── PROVIDED RECORDS

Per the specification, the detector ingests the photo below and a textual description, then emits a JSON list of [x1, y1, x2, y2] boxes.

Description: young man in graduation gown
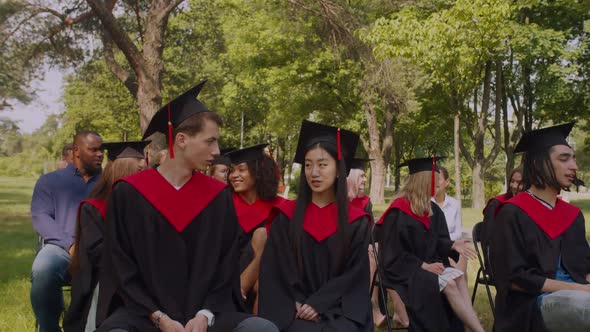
[[65, 140, 149, 332], [96, 81, 278, 332], [491, 122, 590, 332]]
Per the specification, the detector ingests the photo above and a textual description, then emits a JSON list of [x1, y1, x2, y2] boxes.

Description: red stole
[[272, 200, 368, 242], [505, 192, 580, 240], [483, 193, 510, 216], [377, 197, 430, 229], [350, 195, 370, 211], [118, 168, 226, 232], [79, 199, 107, 219], [233, 194, 285, 233]]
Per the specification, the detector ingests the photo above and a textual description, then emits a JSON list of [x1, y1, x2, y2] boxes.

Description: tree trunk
[[363, 101, 386, 204], [454, 112, 462, 202], [86, 0, 181, 134], [471, 61, 492, 209]]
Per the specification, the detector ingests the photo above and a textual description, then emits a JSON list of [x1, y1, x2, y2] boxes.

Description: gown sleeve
[[104, 183, 159, 317], [79, 204, 104, 268], [376, 210, 424, 290], [201, 191, 243, 313], [491, 204, 546, 294], [432, 205, 456, 263], [258, 212, 305, 330]]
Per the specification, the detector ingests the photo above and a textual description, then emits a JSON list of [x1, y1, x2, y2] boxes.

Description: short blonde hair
[[394, 170, 434, 217]]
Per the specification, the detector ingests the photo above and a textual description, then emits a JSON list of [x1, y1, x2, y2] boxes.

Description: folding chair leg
[[471, 268, 482, 304], [369, 229, 394, 332]]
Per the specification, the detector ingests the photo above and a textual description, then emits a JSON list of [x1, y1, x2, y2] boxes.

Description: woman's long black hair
[[288, 142, 351, 275]]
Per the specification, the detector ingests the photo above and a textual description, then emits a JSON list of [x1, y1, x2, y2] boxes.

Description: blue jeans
[[31, 244, 71, 332]]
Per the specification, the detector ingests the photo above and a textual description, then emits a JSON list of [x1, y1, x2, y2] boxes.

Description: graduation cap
[[142, 80, 211, 158], [293, 120, 359, 174], [210, 147, 237, 167], [351, 158, 373, 170], [101, 141, 151, 161], [226, 144, 268, 165], [514, 121, 575, 153], [399, 156, 446, 196]]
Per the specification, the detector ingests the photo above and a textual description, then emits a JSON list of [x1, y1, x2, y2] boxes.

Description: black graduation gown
[[375, 198, 462, 332], [234, 194, 286, 274], [64, 201, 105, 332], [96, 169, 248, 332], [258, 201, 373, 332], [481, 194, 510, 253], [350, 196, 374, 222], [490, 194, 590, 332]]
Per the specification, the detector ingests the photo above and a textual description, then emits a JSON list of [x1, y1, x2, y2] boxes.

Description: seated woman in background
[[259, 120, 373, 331], [432, 166, 466, 273], [208, 147, 235, 183], [347, 158, 408, 327], [226, 144, 284, 314], [481, 166, 523, 252], [376, 156, 482, 332], [64, 140, 149, 332]]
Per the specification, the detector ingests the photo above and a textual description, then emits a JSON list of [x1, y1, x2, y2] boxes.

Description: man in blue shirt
[[31, 130, 103, 332]]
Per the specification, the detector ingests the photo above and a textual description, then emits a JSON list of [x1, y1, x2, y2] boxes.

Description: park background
[[1, 0, 590, 331]]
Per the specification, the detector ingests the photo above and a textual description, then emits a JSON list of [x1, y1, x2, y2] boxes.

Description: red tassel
[[431, 156, 436, 196], [167, 104, 174, 159], [145, 152, 149, 166], [336, 128, 342, 161]]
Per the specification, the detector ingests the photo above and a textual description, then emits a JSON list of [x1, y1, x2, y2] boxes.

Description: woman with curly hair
[[226, 144, 284, 314]]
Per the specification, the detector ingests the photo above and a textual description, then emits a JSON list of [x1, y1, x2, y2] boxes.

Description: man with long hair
[[491, 122, 590, 332]]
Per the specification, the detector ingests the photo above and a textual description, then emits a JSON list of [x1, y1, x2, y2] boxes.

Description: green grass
[[1, 177, 588, 332], [0, 177, 38, 332]]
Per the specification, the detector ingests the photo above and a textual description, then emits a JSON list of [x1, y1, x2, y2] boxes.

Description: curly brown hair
[[230, 155, 279, 201]]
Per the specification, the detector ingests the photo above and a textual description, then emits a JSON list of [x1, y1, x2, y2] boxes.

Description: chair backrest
[[472, 221, 495, 280]]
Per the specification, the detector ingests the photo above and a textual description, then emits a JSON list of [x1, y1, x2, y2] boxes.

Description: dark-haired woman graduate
[[375, 157, 483, 332], [258, 120, 373, 331], [481, 166, 523, 253], [491, 122, 590, 332], [225, 144, 284, 314], [208, 147, 236, 183], [64, 140, 149, 332]]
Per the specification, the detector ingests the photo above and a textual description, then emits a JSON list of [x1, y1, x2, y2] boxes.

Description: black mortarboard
[[514, 121, 575, 153], [398, 156, 446, 174], [210, 147, 237, 167], [399, 156, 446, 196], [293, 120, 359, 174], [351, 158, 373, 170], [226, 144, 268, 165], [142, 81, 211, 158], [101, 141, 151, 161]]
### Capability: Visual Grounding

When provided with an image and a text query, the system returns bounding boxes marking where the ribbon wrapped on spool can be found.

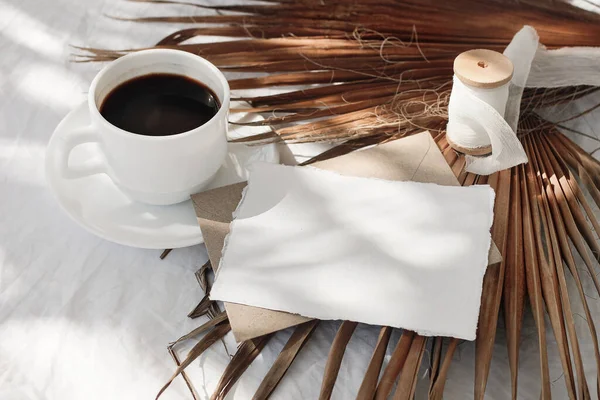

────

**REQUIRED WORK:**
Pictures should be left out when the records above are restated exactly.

**TASK OUTPUT:**
Per the specification, the detector ingests the photo below and a textual description, then emits a JSON list of [x1, y1, x2, y2] boxes.

Description: young man in graduation gown
[[65, 140, 149, 332], [96, 81, 278, 332], [491, 122, 590, 332]]
Per the specification, the detector ingests the photo above and a textual description, then emits a JSON list of [x1, y1, x2, y2] boxes.

Description: red stole
[[272, 200, 368, 242], [505, 192, 580, 240], [483, 193, 510, 216], [377, 197, 430, 229], [350, 195, 370, 211], [118, 168, 226, 232], [79, 199, 107, 219], [233, 194, 285, 233]]
Per the specification, the detector ingests the photo above and a textual description, then emits a JSON list of [x1, y1, x2, y2] boxes.

Description: tree trunk
[[363, 101, 386, 204], [454, 112, 462, 202], [86, 0, 181, 134], [471, 61, 492, 209]]
Per the specification, the detector ingests the photo above and a textual description, then emits a JSON list of [x1, y1, x2, y2] boxes.

Description: gown sleeve
[[104, 183, 159, 317], [79, 204, 104, 268], [376, 210, 424, 290], [201, 191, 243, 313], [491, 204, 546, 294], [432, 205, 456, 263], [258, 212, 305, 330]]
Per the specification, the detector ingests the photo above and a textual description, then emits a JSON list of [x1, y1, x2, y2] boxes.

Description: short blonde hair
[[394, 170, 434, 217]]
Per the specification, the detector ingests the photo above and a textual description, then emits a JSON list of [x1, y1, x2, y2] boxes.

Description: folding chair leg
[[471, 268, 482, 304], [369, 229, 394, 332]]
Per the specification, the detector ingests the photo above and a textual description, then emits a JSON list of [x1, y1, x2, y2] boxes.

Description: woman's long black hair
[[288, 142, 351, 275]]
Per the specification, the detector ingests the photo above and a textual description, then emits a JSON list of [x1, y1, x2, y2] boxes.

Description: blue jeans
[[31, 244, 71, 332]]
Per the specification, the detector ingests the photo above and a textual description, then emits a JSON list of [x1, y1, x2, y2] boxes.

Description: graduation cap
[[142, 80, 211, 158], [293, 120, 359, 174], [210, 147, 237, 167], [351, 158, 373, 170], [101, 141, 151, 161], [226, 144, 268, 165], [514, 121, 575, 153], [399, 156, 446, 196]]
Per the specification, the detector ingests the photo above and a textual description, then emits a JSON list of [x1, y1, x2, y2] boxes.

Description: black graduation gown
[[375, 198, 462, 332], [234, 194, 286, 274], [64, 201, 105, 332], [96, 169, 248, 332], [258, 201, 373, 332], [481, 194, 510, 253], [350, 196, 374, 222], [490, 194, 590, 332]]
Per the specification, the detector ingests the photo above and a textual description, then emits a JSON list of [x1, y1, x2, y2] boxes.

Description: seated woman in background
[[259, 120, 373, 331], [432, 166, 466, 273], [208, 147, 235, 183], [347, 158, 408, 327], [226, 144, 284, 314], [481, 166, 523, 252], [376, 156, 482, 332], [64, 140, 149, 332]]
Per the specification, the detector ingests the photo above and a textual description, then emits a JSON list of [x1, y1, x2, y2] boxes.

Description: man in blue shirt
[[31, 130, 103, 332]]
Per the specification, the detector ingests the photo above and a textual description, then emits a JSON list of [x1, y1, x2, y2] boxes.

Description: park background
[[1, 0, 590, 331]]
Per the specification, the detector ingests the photo above and a textual description, then emits a JSON list of [x1, y1, x2, y2] boxes.

Description: red tassel
[[431, 156, 436, 196], [167, 104, 174, 159], [145, 152, 149, 166], [336, 128, 342, 161]]
Per the specification, the detector ingests the photo above and a textual description, then emits a JSON list of [x1, y1, x2, y2] boxes.

Description: woman with curly hair
[[226, 144, 284, 314]]
Per the specification, the detector ingests the photo above and a textual description, then emits a JSON list of [x1, y1, x2, y2] boxes.

Description: man with long hair
[[491, 122, 590, 332]]
Per the specification, the detector ingests the photo above and a textual description, then emits a JSON list of [x1, y1, x2, y2] boxes.

Description: green grass
[[1, 177, 588, 332], [0, 177, 38, 332]]
Per the specification, the detector ingests the photo above and a textual description, then emits a JSON list of [x1, y1, x2, y2] boxes.

Description: curly brown hair
[[230, 155, 279, 201]]
Per the specification, the detector ingests the photo above and a textual description, then emits a JSON list of [x1, y1, x2, y2] boxes.

Description: chair backrest
[[472, 221, 495, 280]]
Per the specification, the detector ingests the photo above and a textual description, then emits a JSON list of [x1, y1, x2, y2] boxes.

Description: dark-haired woman graduate
[[375, 157, 483, 332], [258, 120, 373, 331], [481, 166, 523, 253], [491, 122, 590, 332], [225, 144, 284, 314], [208, 147, 236, 183], [64, 140, 149, 332]]
Per the specification, the detector ingests the photo above and a textual description, then emits a JSON list of [x1, y1, x2, y2] boxes.

Description: black mortarboard
[[514, 121, 575, 153], [398, 156, 446, 174], [210, 147, 237, 167], [399, 156, 446, 196], [293, 120, 359, 174], [351, 158, 373, 170], [226, 144, 268, 165], [142, 81, 211, 158], [101, 141, 151, 161]]
### Capability: Visual Grounding

When provided with an image and a text query, the system returns bounding boxes marking where the ribbon wrapped on spool can be found.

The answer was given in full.